Several Labs Planning A Public Stock Offering

These laboratory firms have the motive, the size, and the capability to go public

CEO SUMMARY: During the past six years, no general clinical laboratory company has undergone an initial public stock offering (IPO). That will certainly change during the next 24 months. There are several private lab companies which want to go public. But this business strategy can only succeed if the stock market stays flush and the financial performance of individual labs remain at acceptable levels.

SEVERAL INDEPENDENT LABORATORY companies are preparing themselves for an initial public stock offering (IPO) in the next couple of years.

Lab company IPOs have been a tough sell in recent years. The financial performance of the clinical lab industry was so dismal that Wall Street investment bankers gave little encouragement to lab companies seeking to tap the public stock market.

But this gloomy financial environment has turned around during 2000. Shares of the two blood brothers have climbed to record levels. A surging stock market and booming economy in the United States have improved the prospects for a clinical laboratory company to go public.

One laboratory company that plans to launch an IPO is Esoterix, Inc., based in Austin, Texas. Esoterix is the parent company for a consortium of eight well-established specialty laboratories, such as Cytometry Associates and Endocrine Testing.

Collectively, Esoterix represents about $65 million per year in lab revenues. During the past year it has actively worked with investment bankers. It is integrating operations between the various laboratories and developing the management structure and financial reporting systems required to be a public company.

Pursuing an IPO

Another laboratory known to be pursuing an IPO is Dynacare, Inc., headquartered in Toronto, Canada. Since going private in the mid-1990s, it has actively developed laboratory operations in several cities around the United States.

Dynacare executives have told employees that a desired time line for an IPO would be in the second half of 2001. Dynacare’s U.S. revenues are estimated at about $360 million per year.

Another likely candidate for a public stock offering is Unilab, Inc., based in Tarzana, California. Its majority owner, Kelso, Inc., is a private equity investment company that generally exits a business by either taking it public or selling it to a corporation. (See pages 2-5.)

However, it may be several years before Unilab is ready for an IPO. Kelso paid a rather high price and Unilab must generate a substantial increase in revenue and earnings before it will be profitable for Kelso to sell it or take it public.

Another IPO Prospect

Of course, another prospective lab company which could likely succeed with an IPO is AML-APL, Inc., the lab company made up of American Medical Laboratories, Inc. (AML) in Chantilly, Virginia and Associated Pathologists Laboratories, Inc. (APL) of Las Vegas, Nevada. Combined, THE DARK REPORT estimates the two labs have combined revenues in the range of $250–$300 million dollars.

There has never been a public declaration that AML-APL, Inc. intends to go public. Conversations with various lab executives there indicate they like their freedom of action and don’t feel compelled to pursue a public stock offering in the immediate future.

**Task instructions:**
**A)** Decide whether each statement below agrees with the report on laboratory public stock offerings above. Answer yes or no for each, and quote the words of the report that decide it.
(i) Esoterix, Inc. is based in Austin, Texas.
(ii) AML-APL, Inc. has publicly announced that it intends to go public.
(iii) Dynacare's U.S. revenues are estimated at about $360 million per year.
**B)** Use the report on laboratory public stock offerings above to answer these questions.
(i) How many specialty laboratories make up the Esoterix consortium?
(ii) In which city is Dynacare, Inc. headquartered?
(iii) Which company is the majority owner of Unilab, Inc.?

Records drawn from a dataset:
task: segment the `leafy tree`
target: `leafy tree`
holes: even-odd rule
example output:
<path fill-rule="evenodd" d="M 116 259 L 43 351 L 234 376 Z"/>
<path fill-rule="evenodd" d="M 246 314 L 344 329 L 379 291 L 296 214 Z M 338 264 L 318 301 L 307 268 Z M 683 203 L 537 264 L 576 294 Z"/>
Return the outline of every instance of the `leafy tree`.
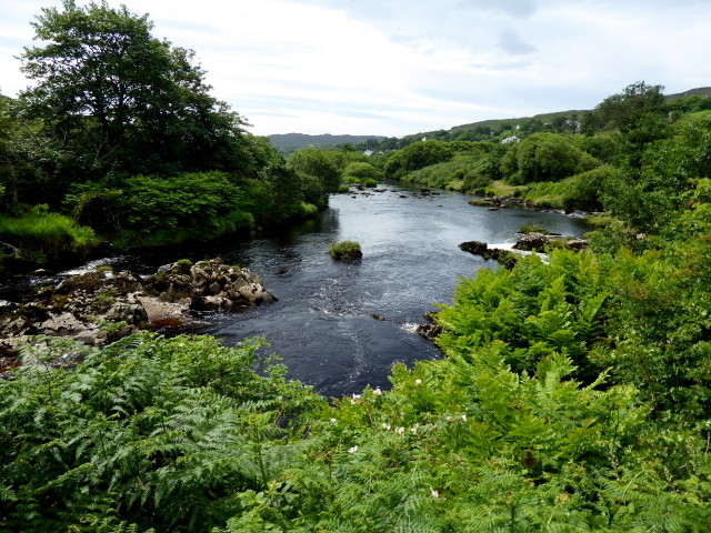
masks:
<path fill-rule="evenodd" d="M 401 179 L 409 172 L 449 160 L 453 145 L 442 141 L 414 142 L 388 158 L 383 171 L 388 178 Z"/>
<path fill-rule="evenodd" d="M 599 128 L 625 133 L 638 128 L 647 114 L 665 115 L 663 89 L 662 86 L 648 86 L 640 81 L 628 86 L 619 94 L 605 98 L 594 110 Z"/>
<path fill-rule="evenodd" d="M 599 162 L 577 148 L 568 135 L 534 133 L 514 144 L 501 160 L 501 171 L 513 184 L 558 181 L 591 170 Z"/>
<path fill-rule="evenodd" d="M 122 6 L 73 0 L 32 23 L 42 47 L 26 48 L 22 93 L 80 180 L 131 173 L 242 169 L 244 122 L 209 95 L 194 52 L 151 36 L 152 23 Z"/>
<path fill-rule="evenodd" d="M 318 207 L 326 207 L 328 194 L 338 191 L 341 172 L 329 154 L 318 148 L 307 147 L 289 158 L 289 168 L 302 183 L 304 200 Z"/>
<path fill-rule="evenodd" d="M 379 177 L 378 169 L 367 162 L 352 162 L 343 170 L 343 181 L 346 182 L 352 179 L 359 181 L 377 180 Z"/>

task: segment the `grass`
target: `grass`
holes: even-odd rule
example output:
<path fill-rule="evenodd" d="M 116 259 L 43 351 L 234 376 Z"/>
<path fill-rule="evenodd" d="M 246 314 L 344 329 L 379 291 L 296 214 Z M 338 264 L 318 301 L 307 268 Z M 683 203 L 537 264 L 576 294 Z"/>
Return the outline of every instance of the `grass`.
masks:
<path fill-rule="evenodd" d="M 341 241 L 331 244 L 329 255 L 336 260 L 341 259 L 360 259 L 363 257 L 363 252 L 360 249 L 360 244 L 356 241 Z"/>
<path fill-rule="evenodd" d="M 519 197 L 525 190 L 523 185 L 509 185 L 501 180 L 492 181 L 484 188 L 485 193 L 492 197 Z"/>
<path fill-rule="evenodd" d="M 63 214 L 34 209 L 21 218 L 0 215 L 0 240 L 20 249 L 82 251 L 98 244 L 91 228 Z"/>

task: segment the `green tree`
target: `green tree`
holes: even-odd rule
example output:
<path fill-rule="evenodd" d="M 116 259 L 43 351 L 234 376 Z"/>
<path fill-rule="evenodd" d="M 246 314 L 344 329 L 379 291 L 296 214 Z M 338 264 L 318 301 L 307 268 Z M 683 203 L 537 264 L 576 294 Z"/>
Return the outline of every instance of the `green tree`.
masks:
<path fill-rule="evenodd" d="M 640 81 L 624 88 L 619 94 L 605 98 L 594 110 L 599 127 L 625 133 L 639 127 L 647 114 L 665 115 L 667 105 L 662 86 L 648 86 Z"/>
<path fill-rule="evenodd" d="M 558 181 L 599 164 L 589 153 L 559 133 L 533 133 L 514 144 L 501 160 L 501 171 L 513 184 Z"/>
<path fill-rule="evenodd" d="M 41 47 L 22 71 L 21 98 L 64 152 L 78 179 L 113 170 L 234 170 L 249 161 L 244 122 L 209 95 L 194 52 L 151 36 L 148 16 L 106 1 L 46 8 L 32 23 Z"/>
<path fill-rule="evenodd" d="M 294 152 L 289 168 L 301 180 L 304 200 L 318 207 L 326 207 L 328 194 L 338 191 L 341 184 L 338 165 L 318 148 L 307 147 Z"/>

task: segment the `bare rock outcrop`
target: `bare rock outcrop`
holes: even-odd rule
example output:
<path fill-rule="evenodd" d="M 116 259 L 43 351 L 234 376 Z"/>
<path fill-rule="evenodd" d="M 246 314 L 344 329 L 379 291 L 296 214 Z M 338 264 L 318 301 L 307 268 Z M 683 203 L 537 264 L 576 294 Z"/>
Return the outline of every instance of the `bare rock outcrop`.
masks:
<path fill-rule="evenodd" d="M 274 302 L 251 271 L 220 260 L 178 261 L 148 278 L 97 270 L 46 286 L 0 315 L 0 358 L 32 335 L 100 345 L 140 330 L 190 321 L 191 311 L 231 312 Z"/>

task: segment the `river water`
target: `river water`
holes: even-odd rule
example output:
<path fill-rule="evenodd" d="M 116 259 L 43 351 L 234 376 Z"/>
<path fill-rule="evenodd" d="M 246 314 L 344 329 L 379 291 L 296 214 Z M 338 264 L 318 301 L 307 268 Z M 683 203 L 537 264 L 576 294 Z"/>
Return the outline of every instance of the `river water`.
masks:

**Responses by task:**
**A)**
(i) Yes: "Esoterix, Inc., based in Austin, Texas"
(ii) No: "There has never been a public declaration that AML-APL, Inc. intends to go public."
(iii) Yes: "Dynacare’s U.S. revenues are estimated at about $360 million per year."

**B)**
(i) Eight
(ii) Toronto, Canada
(iii) Kelso, Inc.